# [Problem requirements]
Render each of the lines below as one string in a JSON list, leaving out any blank lines.

BEGIN Task inputs

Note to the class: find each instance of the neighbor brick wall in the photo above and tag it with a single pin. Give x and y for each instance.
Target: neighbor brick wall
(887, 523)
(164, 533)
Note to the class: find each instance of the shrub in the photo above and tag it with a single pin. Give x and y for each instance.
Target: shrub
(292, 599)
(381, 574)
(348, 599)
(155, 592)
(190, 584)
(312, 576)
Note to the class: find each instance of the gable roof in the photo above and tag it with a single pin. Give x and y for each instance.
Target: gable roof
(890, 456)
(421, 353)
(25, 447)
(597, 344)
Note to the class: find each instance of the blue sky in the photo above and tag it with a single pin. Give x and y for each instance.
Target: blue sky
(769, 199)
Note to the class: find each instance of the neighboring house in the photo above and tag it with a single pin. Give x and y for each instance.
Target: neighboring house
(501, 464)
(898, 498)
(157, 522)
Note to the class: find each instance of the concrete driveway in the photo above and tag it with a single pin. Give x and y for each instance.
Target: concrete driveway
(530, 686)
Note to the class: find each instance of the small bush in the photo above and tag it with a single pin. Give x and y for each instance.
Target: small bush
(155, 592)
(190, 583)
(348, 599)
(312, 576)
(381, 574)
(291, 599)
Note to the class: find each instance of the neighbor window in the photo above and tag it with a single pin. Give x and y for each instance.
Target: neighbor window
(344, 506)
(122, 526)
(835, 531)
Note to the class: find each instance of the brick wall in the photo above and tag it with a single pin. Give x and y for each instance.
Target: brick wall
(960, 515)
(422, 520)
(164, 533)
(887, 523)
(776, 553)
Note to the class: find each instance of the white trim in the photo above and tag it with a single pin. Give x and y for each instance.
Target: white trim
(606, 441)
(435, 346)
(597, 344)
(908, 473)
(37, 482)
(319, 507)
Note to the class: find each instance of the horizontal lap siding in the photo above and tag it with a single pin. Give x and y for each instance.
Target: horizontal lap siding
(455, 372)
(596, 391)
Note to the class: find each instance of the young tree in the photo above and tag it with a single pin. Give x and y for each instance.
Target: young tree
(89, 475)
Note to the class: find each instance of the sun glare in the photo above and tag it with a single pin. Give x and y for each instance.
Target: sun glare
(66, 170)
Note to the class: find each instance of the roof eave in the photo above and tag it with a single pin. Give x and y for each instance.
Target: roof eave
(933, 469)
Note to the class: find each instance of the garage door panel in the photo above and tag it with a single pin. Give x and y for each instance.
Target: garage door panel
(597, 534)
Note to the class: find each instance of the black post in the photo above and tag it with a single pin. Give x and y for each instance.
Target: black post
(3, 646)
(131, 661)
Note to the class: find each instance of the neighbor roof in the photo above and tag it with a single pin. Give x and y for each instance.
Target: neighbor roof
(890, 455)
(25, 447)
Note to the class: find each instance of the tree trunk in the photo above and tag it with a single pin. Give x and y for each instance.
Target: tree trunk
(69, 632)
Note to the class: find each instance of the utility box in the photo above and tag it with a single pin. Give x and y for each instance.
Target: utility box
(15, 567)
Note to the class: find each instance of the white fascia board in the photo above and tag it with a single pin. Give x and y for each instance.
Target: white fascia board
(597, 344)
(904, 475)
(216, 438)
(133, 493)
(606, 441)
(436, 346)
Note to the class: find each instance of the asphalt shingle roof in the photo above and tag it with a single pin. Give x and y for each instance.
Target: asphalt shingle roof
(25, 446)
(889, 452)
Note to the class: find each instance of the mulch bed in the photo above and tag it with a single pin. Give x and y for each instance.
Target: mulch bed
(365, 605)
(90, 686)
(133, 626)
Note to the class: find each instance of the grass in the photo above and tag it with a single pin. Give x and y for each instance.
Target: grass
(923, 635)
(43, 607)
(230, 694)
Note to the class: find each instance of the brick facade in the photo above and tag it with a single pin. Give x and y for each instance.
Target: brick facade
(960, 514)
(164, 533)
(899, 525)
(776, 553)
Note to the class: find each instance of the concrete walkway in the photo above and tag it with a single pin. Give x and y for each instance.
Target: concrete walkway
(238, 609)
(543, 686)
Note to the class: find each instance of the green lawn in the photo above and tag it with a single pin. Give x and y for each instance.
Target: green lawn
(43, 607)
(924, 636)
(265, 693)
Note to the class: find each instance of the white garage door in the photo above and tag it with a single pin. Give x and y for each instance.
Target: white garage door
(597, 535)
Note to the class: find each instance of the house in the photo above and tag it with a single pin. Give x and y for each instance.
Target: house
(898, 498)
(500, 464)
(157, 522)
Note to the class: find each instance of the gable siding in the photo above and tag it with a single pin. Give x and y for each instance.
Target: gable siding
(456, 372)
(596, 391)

END Task inputs

# [Exercise answer]
[
  "Note to the class: find each instance of the neighbor brick wall in the photo above and tag it with a single pin. Give x and y for each instance.",
  "Target: neighbor brick wall",
  "(887, 523)",
  "(164, 533)",
  "Note to the class: find each instance of the shrub in the photo above and tag it with a single pin. Give x and y for each instance.",
  "Target: shrub",
  "(292, 599)",
  "(381, 574)",
  "(348, 599)",
  "(155, 592)",
  "(190, 584)",
  "(312, 576)",
  "Note to the class: find each instance of the gable roof in the photo above and tag it with a single pin. Give x and y for each instance.",
  "Target: gable roof",
  "(890, 456)",
  "(421, 353)",
  "(25, 447)",
  "(597, 344)",
  "Note to the class: find each instance of the blue sky in the photo above and tag it with a single pin. Give x and y for each instance.",
  "Target: blue sky",
  "(769, 199)",
  "Note to the class: find each instance of the neighboring house in the photo above and tag it with a single pin. Give x and y for each instance.",
  "Target: neighboring house",
  "(501, 464)",
  "(898, 498)",
  "(157, 522)",
  "Note to the class: find each instance of the concrete driveway in the photo above and tag it with a single pin. Give x and y for each instance.",
  "Target: concrete driveway",
  "(530, 686)",
  "Note to the class: find each instance of the small bush in the photo above and tag it with a single pin. Give x and y for each instance.",
  "Target: small bush",
  "(155, 592)",
  "(190, 583)",
  "(348, 599)",
  "(312, 576)",
  "(381, 574)",
  "(291, 599)",
  "Note to the class: find each instance of the neighbor window in the photo above and tag it with a single pin. Give x and y for each instance.",
  "Target: neighbor window",
  "(344, 506)",
  "(122, 526)",
  "(835, 531)",
  "Note to the class: find each instance of the brick wall in the photo above and tag it with a single pin. Give x and y for each instance.",
  "Target: brick wall",
  "(960, 515)",
  "(422, 520)",
  "(164, 533)",
  "(887, 523)",
  "(776, 553)",
  "Note to the class: find each instance of the white trim in the photo above and tag it with a single pin. Give x and y for each instance.",
  "Target: white trim",
  "(606, 441)",
  "(435, 346)",
  "(597, 344)",
  "(908, 473)",
  "(37, 482)",
  "(319, 507)",
  "Note to the class: find each instance of the horizontal lap siding in the photo above and tag it with a single pin. Give x and y for each instance.",
  "Target: horizontal lap siding",
  "(455, 372)",
  "(596, 391)",
  "Note to the class: find each instance of the young tree in the photo above and tag it with a single pin. Give x and y for each instance.",
  "Target: young tree",
  "(89, 475)",
  "Note to the class: find each instance of the sun glare in the photo above and tag it with a single pin. Give x and y for each instance.",
  "Target: sun glare",
  "(66, 170)",
  "Note to the class: find each instance of the roof eave in the photo above and tag it with a single pin. Give x and y for each instance.",
  "Target: roof eave",
  "(933, 469)",
  "Note to the class: find each instance of the garage door panel in the photo above and tag it with a single pin. Give x and y for each instance.",
  "Target: garage door panel",
  "(597, 534)",
  "Note to the class: find each instance of the black post in the photo above and tag it with a single pin. Give x and y for each instance.",
  "Target: black post",
  "(3, 646)",
  "(131, 661)",
  "Note to the class: find each instance of the neighbor roof in the photo above and tag it with a single pin. Give x and y for each instance.",
  "Target: neighbor roof",
  "(890, 455)",
  "(25, 447)",
  "Note to the class: find each instance of the tree trunk in the photo above and tag it with a single pin. Give x and y for each instance.",
  "Target: tree trunk",
  "(69, 632)",
  "Note to the class: find each instance of the utility box in the photo above and tag it with a single pin. Give x and y for each instance.",
  "Target: utility box",
  "(15, 567)",
  "Note to the class: find each instance of the white fascia board in the photo above and tag it with a single pin. Give x and y for each instance.",
  "Target: white fascia board",
  "(597, 344)",
  "(904, 475)",
  "(216, 438)",
  "(133, 493)",
  "(606, 441)",
  "(436, 346)",
  "Note to the class: find each instance of the asphalt shingle roof in the photo above and tag it with a single pin. Give x and y for each instance.",
  "Target: asphalt shingle roof",
  "(25, 446)",
  "(889, 452)",
  "Note to the class: find each instance of the mulch bed in the photo above and tag it with a single pin. Give x and y for each instance.",
  "Target: mulch bed",
  "(365, 605)",
  "(90, 686)",
  "(133, 626)",
  "Note to the class: find each instance of the grass in the photo above and tag it with a single pin. Give x and y for each instance.",
  "Target: grass",
  "(923, 635)",
  "(43, 607)",
  "(230, 694)",
  "Note to the class: find each instance of the brick facade in the photo above and tag it with a single pin. Give x and y for each instance.",
  "Target: brick facade",
  "(960, 514)",
  "(164, 533)",
  "(899, 525)",
  "(776, 553)",
  "Note to the class: find each instance of the concrete walkway in the photo above and tag it with a single pin. Give x and y for each instance.",
  "Target: concrete walkway",
  "(238, 609)",
  "(543, 686)",
  "Note to the class: find each instance of the green lawn in the photo above and tag it with a single pin. Give x and y for each instance.",
  "Target: green lawn",
  "(43, 607)",
  "(924, 636)",
  "(265, 693)",
  "Note to the class: find each instance of the white garage door in the photo above and tag it with a single pin. Give x and y for each instance.",
  "Target: white garage door",
  "(597, 535)",
  "Note to the class: find each instance of the house in the photo above and tag it with a single pin. Give x and y for each instance.",
  "Target: house",
  "(898, 498)",
  "(500, 464)",
  "(157, 522)",
  "Note to the class: find each instance of the gable siding in the photo above and tag it with a single pin. Give x and y for each instance.",
  "Target: gable siding",
  "(456, 372)",
  "(596, 391)"
]